— begin —
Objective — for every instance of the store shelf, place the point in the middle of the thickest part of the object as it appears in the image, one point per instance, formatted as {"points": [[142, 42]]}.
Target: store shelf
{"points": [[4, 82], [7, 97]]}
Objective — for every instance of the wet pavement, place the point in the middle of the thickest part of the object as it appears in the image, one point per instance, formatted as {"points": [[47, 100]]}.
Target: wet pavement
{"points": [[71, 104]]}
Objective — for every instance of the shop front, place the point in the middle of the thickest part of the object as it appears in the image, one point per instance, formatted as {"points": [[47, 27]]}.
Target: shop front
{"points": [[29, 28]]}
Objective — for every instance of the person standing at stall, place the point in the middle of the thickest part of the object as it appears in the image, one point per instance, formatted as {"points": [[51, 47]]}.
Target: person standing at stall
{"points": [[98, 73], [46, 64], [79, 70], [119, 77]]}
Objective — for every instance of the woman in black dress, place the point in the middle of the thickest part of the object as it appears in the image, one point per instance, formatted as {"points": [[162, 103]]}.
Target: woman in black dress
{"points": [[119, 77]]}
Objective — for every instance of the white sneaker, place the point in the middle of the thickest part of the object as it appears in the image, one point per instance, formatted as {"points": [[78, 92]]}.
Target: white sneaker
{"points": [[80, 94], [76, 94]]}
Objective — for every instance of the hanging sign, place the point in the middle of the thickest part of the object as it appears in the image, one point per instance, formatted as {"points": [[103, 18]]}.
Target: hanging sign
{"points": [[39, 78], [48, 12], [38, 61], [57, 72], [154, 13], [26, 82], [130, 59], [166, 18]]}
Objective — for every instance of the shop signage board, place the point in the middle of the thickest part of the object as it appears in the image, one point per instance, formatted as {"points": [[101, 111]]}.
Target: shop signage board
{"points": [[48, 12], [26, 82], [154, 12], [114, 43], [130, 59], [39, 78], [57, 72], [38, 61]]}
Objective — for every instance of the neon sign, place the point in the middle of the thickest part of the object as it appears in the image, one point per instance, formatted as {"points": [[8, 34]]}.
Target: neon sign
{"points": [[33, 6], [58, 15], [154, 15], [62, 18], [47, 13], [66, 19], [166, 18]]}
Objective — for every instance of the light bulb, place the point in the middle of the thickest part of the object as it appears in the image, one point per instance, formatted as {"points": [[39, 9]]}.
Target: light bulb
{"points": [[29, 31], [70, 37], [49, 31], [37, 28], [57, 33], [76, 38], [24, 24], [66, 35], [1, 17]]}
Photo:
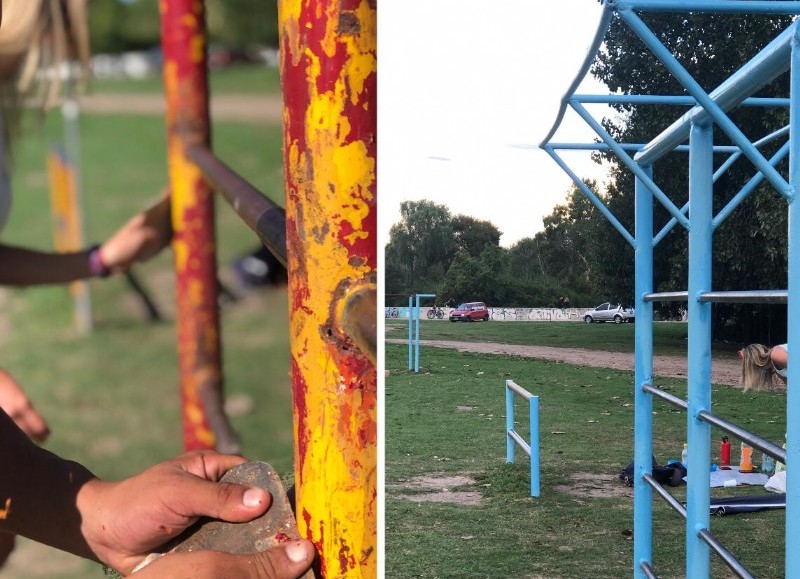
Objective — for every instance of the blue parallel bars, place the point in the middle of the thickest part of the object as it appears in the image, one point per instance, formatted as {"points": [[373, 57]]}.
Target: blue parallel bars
{"points": [[513, 437], [413, 330]]}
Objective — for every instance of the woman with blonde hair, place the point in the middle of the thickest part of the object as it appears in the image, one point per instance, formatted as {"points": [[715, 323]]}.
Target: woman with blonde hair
{"points": [[760, 364]]}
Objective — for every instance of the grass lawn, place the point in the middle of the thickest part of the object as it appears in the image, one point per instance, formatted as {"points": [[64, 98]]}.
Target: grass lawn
{"points": [[445, 449], [111, 398], [669, 338]]}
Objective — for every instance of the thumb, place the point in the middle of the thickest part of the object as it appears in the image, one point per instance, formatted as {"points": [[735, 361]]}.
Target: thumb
{"points": [[286, 561], [229, 502]]}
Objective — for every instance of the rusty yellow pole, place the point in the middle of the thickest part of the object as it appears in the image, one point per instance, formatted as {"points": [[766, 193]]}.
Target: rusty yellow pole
{"points": [[328, 77], [183, 36]]}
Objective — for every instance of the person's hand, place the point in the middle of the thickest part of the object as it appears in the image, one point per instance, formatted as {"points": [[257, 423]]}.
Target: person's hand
{"points": [[139, 239], [287, 561], [125, 521], [19, 407]]}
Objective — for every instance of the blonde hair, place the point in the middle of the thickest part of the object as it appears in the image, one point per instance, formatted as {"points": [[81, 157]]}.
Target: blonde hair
{"points": [[757, 367], [37, 37]]}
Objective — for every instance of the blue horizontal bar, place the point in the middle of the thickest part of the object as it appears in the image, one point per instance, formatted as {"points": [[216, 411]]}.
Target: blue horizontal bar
{"points": [[645, 99], [767, 65], [726, 149], [718, 6]]}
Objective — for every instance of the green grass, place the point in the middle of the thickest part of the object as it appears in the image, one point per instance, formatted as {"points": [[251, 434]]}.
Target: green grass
{"points": [[448, 420], [112, 398], [669, 338], [241, 79]]}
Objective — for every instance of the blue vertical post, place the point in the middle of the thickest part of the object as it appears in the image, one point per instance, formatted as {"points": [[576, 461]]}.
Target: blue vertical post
{"points": [[643, 374], [416, 339], [534, 422], [410, 332], [793, 394], [510, 443], [698, 494]]}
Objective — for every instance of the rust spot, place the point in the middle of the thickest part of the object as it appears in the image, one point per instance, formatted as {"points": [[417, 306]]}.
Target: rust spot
— end —
**EXERCISE TASK:** Leave out the pictures and output the rest of the material exactly as written.

**FINISHED EXERCISE:**
Objective — for every instance of the store shelf, place the point in the middle of the thickest part of the object as it appears in the image, one point per instance, formatted as {"points": [[142, 42]]}.
Target: store shelf
{"points": [[4, 82], [7, 97]]}
Objective — for every instance of the wet pavement, place the point in the middle of the thickest part of the object as it appears in the image, one point per instance, formatted as {"points": [[47, 100]]}.
Target: wet pavement
{"points": [[71, 104]]}
Objective — for every instance of the shop front, place the point in the middle of the thickest part of the object as it appears in the image, one point per instance, formatted as {"points": [[47, 27]]}.
Target: shop front
{"points": [[29, 28]]}
Objective — for every instance of the person standing at stall, place the point in the middle of the thickest part of the object as it appears in the image, one point per instance, formatted as {"points": [[51, 47]]}.
Target: person standing at stall
{"points": [[98, 73], [46, 64], [79, 70], [119, 77]]}
Objective — for every instance of the woman in black dress, place the point in the middle of the thickest part of the object as it appears in the image, one point per instance, formatted as {"points": [[162, 103]]}.
Target: woman in black dress
{"points": [[119, 77]]}
Objective — for every instance of the white sneaker, place the point in the middle of the thickest part of the object as it appears in the image, one point per instance, formatted as {"points": [[78, 92]]}.
Target: white sneaker
{"points": [[80, 94], [76, 94]]}
Objective — for every instance of the hanging sign, place the point in the middle of the thickest part of the object as it appears in the image, one point per instance, formatted as {"points": [[103, 18]]}.
Target: hanging sign
{"points": [[39, 78], [48, 12], [38, 61], [57, 72], [154, 13], [26, 82], [130, 59], [166, 18]]}
Objective — for every instance of the shop signage board, place the point in the middle of the thickest part of the object as it appears in the image, one point per instance, formatted as {"points": [[101, 111]]}.
Target: shop signage board
{"points": [[48, 12], [26, 82], [154, 12], [114, 43], [130, 59], [39, 78], [57, 72], [38, 61]]}
Objective — for every instance of the neon sign, place the point in the middle of the thickest part of the object as it appears in the image, one point per instance, formatted as {"points": [[8, 34]]}.
Target: neon sign
{"points": [[33, 6], [58, 15], [154, 15], [62, 18], [47, 13], [66, 19], [166, 18]]}
Objective — for every instance of the light bulb, place the point in the middle of the thickest part of the object as it appears in the image, one point per instance, formatted as {"points": [[39, 9]]}.
Target: light bulb
{"points": [[29, 31], [70, 37], [49, 31], [37, 28], [57, 33], [76, 38], [24, 24], [66, 35], [1, 17]]}
Photo:
Objective — for every instance of the blue parallel bars, place the point in the middle of the thickest part of the object as it appears in the image, one point per instance, formatted as {"points": [[373, 57]]}.
Target: blue parallel bars
{"points": [[513, 437], [413, 330]]}
Objective — for every instance of the woman with blonde hair, place the point in the middle of the thickest part of the object as it appears in the image, one point per instance, formatted as {"points": [[715, 323]]}.
Target: woman with blonde hair
{"points": [[760, 364]]}
Objective — for every instance of the grass lawn, place the point in the middle of the thickest part of the object as it appears in the image, one point per instance, formatted as {"points": [[64, 98]]}.
Target: grass lawn
{"points": [[445, 449], [111, 398], [669, 338]]}
Objective — for every instance of the thumb, place the point in the middle of the thickest part of the object as it appears in the image, one point per instance, formatted as {"points": [[735, 361]]}.
Target: thumb
{"points": [[286, 561], [229, 502]]}
Objective — for every instance of the rusty yellow pole, place the point in the middle of the thickest part of the object as it appears in the image, one point per instance, formatted as {"points": [[766, 193]]}.
Target: rusty yellow pole
{"points": [[328, 77], [183, 36]]}
Objective — for every instance of the person's hand, place the point in the middle of the thickest part of the object as it appears in the image, one point per instance, formatted as {"points": [[257, 423]]}.
Target: person's hand
{"points": [[139, 239], [287, 561], [125, 521], [19, 407]]}
Objective — for every instance of the blonde hair, place the point in the middle of the thickest part of the object as it appears in the image, one point per instance, formatted as {"points": [[81, 157]]}.
Target: blonde hair
{"points": [[757, 367], [37, 37]]}
Objective — for every instance of the blue horizontal bar, place the point in the middle of the thickest part of the object as it appears in the image, one point per instance, formatted as {"points": [[216, 411]]}.
Target: blue horizontal bar
{"points": [[645, 99], [767, 65], [726, 149], [718, 6]]}
Objective — for every instance of the green grass, place the point in the middle of the thickest part of the object as it appears in the image, one point per instance, formatted as {"points": [[251, 434]]}.
Target: green grass
{"points": [[448, 420], [112, 398], [669, 338], [241, 79]]}
Objective — for every instance of the blue vertical post, place the point in the middle of the thickest part of the object as it appears in the image, one point per instance, formatted as {"points": [[576, 461]]}.
Target: blue vertical post
{"points": [[643, 374], [416, 339], [534, 422], [410, 332], [793, 394], [510, 443], [698, 494]]}
Objective — for every instance of the rust spot, place the point in the middle of the thickest part of the object as it appears in the image, one point per instance, formatted as {"points": [[417, 306]]}.
Target: rust spot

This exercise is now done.